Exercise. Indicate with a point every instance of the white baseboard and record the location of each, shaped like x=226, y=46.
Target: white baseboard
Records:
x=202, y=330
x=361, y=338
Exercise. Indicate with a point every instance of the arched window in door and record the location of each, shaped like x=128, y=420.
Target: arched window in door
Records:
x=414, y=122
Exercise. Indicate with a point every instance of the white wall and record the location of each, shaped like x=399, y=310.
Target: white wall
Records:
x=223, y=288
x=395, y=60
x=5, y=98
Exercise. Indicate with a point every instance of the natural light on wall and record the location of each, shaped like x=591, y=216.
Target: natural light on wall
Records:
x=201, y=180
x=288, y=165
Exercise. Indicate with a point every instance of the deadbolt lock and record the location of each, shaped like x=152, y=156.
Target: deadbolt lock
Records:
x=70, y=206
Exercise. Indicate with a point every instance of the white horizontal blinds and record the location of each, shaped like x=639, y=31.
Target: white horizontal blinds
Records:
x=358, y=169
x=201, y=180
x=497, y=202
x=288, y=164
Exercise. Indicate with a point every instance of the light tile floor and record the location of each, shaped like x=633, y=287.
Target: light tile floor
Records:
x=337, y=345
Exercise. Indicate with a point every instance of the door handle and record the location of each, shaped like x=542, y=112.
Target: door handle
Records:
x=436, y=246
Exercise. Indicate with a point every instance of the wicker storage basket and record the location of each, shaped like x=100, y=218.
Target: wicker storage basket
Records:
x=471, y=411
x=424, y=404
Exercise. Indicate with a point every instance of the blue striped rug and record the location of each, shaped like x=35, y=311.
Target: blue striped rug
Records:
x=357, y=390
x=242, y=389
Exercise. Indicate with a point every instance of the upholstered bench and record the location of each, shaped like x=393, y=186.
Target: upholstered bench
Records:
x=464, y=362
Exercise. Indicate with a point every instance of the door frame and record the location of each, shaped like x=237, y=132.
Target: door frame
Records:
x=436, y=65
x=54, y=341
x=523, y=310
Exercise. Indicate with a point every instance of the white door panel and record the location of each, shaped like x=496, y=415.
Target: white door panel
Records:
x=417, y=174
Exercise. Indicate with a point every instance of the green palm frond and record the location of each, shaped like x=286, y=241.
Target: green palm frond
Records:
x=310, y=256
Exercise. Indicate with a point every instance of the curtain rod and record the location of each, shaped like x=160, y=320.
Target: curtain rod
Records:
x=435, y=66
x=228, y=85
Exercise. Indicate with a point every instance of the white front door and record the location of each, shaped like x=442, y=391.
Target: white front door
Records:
• • • • • • •
Copy out every row above word for word, leaving nothing changed.

Exercise. Indicate with a point every instance of the white baseboard and record the location of each, shaped like x=226, y=46.
Target: white baseboard
Records:
x=202, y=330
x=361, y=338
Exercise. Indicate with a point every instance of the arched window in door and record the location of each, shaped like x=128, y=420.
Target: arched window in door
Records:
x=414, y=122
Exercise. Indicate with a point every instance of the white wall and record the location of each, shaped like x=399, y=310.
Target: white wall
Records:
x=223, y=288
x=395, y=60
x=5, y=98
Exercise. Indicate with a point every instance of the natural light on wall and record the location of each, shaped like x=591, y=216.
Target: natural light on wall
Records:
x=201, y=180
x=288, y=165
Exercise. Indicate with a point every instance of the deadbolt lock and record the location of each, shaped like x=152, y=156.
Target: deadbolt lock
Records:
x=70, y=206
Exercise. Indicate with a point every instance of the white horizontal blinds and record the location of each, shaped like x=639, y=31.
Target: white horizontal blinds
Records:
x=358, y=169
x=201, y=180
x=497, y=202
x=288, y=164
Exercise. Indicate with a point every instance of the light tile floor and record the location of each, shaped like x=633, y=287.
Target: light tile floor
Records:
x=337, y=345
Exercise. Indicate with a point every instance of the door handle and record the location of each, shaped like x=542, y=112.
Target: door handle
Records:
x=436, y=246
Exercise. Indicate with a point every instance of the wicker storage basket and record the location of each, shaped like x=100, y=218.
Target: wicker storage basket
Records:
x=471, y=411
x=424, y=404
Exercise. Indicate with a point every instance of the blue striped rug and record the location of each, shaped like x=35, y=311.
Target: blue striped rug
Records:
x=357, y=390
x=242, y=389
Exercise. Indicate with a point every instance of the upholstered bench and record the location of each, shaped like x=393, y=186.
Target: upholstered bench
Records:
x=464, y=362
Exercise. Indicate with a point every instance of the door frame and record the location of each, shaped like x=237, y=132.
Target: door frame
Records:
x=436, y=65
x=54, y=341
x=523, y=310
Exercise. Indicate with a point every instance of the white door panel and record the location of each, shaped like x=496, y=415.
Target: white door panel
Records:
x=417, y=174
Exercise. Indicate with a point every instance of the green palm frond and record the location of each, shaped like x=286, y=241.
Target: green palm frond
Records:
x=310, y=256
Exercise. Indicate with a point every instance of the curtain rod and record the location of each, shaped like x=160, y=320.
Target: curtain rod
Records:
x=435, y=66
x=228, y=85
Exercise. Indicate with a point every instance of the white front door and record the location of each, shaped like x=442, y=391.
Target: white front door
Records:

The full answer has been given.